:: Source material ::

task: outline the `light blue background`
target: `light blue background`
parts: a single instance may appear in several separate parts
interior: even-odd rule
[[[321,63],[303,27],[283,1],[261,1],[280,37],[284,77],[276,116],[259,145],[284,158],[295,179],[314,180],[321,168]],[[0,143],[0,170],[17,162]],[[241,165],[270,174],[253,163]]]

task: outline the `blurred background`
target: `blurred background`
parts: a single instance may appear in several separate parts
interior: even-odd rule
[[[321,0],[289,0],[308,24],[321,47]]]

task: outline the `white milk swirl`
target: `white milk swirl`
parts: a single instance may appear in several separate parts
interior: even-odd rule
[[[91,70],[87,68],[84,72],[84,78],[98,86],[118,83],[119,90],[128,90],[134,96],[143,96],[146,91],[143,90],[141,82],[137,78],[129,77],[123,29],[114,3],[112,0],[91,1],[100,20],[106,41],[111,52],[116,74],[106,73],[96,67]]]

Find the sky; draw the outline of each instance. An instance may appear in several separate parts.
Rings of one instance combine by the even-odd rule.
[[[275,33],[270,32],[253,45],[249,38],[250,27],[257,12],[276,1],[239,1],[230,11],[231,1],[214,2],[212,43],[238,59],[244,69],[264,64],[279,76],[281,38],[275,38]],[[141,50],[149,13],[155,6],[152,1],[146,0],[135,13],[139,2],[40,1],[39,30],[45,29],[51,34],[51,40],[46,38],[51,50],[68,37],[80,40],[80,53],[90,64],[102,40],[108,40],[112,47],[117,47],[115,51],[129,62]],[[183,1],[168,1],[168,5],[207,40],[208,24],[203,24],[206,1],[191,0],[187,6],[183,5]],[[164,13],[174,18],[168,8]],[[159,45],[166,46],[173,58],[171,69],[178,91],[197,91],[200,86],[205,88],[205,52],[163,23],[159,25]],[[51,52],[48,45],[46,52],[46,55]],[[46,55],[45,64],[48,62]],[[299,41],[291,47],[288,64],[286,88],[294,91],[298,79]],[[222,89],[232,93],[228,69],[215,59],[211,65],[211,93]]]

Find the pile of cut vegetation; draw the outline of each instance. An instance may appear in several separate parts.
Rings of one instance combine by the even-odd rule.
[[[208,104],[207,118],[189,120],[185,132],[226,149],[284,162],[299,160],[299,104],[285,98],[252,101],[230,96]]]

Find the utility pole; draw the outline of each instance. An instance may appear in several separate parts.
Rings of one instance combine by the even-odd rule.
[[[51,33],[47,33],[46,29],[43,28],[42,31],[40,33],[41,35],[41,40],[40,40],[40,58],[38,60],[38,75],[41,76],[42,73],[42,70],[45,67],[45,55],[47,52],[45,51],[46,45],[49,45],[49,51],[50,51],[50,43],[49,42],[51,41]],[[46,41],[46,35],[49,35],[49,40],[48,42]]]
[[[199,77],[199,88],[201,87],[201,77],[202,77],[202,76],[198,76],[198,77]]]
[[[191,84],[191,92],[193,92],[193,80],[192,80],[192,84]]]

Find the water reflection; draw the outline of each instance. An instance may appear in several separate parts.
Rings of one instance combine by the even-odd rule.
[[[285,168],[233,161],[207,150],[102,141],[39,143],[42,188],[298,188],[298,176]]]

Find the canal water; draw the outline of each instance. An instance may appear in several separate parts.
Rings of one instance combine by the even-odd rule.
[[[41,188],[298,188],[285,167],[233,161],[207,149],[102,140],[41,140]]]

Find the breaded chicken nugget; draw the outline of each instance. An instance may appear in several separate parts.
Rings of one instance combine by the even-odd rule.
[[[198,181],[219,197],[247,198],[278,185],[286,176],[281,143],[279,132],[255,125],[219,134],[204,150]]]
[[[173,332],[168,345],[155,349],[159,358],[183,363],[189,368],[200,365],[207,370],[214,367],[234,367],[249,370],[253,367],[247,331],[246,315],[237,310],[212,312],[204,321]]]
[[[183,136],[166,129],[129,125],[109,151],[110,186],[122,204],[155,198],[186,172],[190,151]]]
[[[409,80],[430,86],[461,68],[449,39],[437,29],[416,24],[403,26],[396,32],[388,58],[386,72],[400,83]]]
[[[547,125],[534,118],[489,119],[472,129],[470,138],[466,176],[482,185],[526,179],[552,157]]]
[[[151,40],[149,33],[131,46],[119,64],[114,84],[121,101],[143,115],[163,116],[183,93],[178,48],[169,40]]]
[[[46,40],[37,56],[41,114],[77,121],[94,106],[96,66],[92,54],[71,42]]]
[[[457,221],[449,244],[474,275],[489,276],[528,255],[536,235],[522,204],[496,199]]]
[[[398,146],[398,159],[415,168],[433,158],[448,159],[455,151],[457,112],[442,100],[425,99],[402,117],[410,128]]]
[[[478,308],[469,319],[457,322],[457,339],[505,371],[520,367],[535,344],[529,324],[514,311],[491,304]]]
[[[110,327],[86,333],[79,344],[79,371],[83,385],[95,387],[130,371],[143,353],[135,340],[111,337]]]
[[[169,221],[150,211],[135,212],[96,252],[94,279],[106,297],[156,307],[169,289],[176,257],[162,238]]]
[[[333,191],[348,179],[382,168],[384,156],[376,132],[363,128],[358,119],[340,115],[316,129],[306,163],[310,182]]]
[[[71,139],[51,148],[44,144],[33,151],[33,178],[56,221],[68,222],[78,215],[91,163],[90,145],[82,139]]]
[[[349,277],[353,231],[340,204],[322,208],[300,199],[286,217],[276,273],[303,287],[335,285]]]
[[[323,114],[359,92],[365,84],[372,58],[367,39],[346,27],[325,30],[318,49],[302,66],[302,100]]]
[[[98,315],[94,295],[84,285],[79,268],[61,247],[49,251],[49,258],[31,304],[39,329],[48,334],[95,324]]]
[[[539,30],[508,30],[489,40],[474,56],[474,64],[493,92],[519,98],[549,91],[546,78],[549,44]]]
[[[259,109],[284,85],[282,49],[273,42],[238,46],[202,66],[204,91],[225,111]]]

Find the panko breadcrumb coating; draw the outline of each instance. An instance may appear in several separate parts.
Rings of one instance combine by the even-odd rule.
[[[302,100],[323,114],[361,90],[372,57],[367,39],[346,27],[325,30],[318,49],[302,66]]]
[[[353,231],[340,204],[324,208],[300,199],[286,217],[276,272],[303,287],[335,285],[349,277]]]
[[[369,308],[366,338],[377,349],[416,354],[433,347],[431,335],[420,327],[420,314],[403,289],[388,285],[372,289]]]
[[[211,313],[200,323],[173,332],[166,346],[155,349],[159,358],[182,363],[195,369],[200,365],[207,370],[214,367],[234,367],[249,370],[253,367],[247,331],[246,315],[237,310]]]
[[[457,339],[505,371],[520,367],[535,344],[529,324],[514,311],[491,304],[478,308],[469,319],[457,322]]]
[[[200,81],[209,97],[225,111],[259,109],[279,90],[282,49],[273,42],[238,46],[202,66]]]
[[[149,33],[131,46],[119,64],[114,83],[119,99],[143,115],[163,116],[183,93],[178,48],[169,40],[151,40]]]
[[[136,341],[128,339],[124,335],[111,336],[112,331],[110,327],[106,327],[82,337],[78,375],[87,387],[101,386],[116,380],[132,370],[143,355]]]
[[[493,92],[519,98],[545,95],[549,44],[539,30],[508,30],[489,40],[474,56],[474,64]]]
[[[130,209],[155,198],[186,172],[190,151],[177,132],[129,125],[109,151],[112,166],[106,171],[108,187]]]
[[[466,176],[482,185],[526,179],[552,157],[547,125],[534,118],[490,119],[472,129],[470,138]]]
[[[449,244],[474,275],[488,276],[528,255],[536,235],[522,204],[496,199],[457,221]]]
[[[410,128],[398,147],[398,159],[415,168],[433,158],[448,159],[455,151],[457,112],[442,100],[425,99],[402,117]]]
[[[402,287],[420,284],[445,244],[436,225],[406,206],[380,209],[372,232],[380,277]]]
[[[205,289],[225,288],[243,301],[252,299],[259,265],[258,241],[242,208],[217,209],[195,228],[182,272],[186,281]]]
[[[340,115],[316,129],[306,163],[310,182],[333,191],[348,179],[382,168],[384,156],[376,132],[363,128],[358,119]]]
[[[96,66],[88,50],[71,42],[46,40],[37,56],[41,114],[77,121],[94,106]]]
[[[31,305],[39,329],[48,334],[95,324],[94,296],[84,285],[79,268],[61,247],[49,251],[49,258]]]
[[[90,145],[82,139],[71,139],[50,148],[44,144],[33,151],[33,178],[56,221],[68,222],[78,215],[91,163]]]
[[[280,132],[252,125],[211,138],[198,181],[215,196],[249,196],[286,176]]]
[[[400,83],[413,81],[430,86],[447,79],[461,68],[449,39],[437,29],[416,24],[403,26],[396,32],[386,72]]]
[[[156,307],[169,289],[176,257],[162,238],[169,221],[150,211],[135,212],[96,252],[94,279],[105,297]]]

:::

▸ Exercise instructions
Copy the records verbatim from the line with "Find the sky;" up to and including the line with "[[[191,84],[191,92],[193,92],[193,80],[192,80],[192,84]]]".

▸ Finished answer
Find the sky; draw the outline of each instance. An instance may appear in several separate parts.
Rings of one instance combine by the even-odd rule.
[[[275,33],[270,32],[253,45],[249,38],[250,27],[257,12],[276,1],[239,1],[230,11],[231,1],[214,2],[212,43],[238,59],[244,69],[264,64],[279,76],[281,38],[275,38]],[[141,50],[149,13],[155,6],[152,1],[146,0],[135,13],[139,2],[40,1],[39,30],[45,29],[51,34],[51,40],[46,38],[51,50],[68,37],[80,40],[80,53],[90,64],[102,40],[108,40],[112,47],[117,47],[115,51],[129,62]],[[183,1],[168,1],[168,5],[207,40],[208,24],[203,24],[206,1],[191,0],[187,6],[183,5]],[[164,13],[174,18],[168,8]],[[159,45],[166,46],[173,58],[171,69],[178,91],[197,91],[200,86],[205,88],[205,52],[163,23],[159,25]],[[51,52],[48,45],[46,52],[46,55]],[[46,55],[45,64],[48,62]],[[299,41],[291,47],[288,64],[286,88],[294,91],[298,79]],[[222,89],[232,93],[228,69],[215,59],[211,65],[211,93]]]

Find the pile of cut vegetation; draw the outline of each instance. An instance may appear in several separate parts.
Rings of one instance combine by the even-odd rule.
[[[208,104],[207,118],[189,120],[185,132],[226,149],[284,162],[299,160],[299,104],[285,98],[252,101],[230,96]]]

Find the utility pole; draw the outline of each instance. An instance may appear in several separate parts.
Rings of one instance combine by the even-odd rule.
[[[51,33],[47,33],[46,29],[43,28],[42,31],[40,33],[41,35],[41,40],[40,40],[40,58],[38,60],[38,75],[41,76],[42,73],[42,70],[45,67],[45,55],[47,52],[45,51],[46,45],[49,45],[49,51],[50,51],[50,43],[49,42],[51,41]],[[46,41],[46,35],[49,35],[49,40],[48,42]]]
[[[199,77],[199,88],[201,87],[201,77],[202,77],[202,76],[198,76],[198,77]]]
[[[191,84],[191,92],[193,92],[193,80],[192,80],[192,84]]]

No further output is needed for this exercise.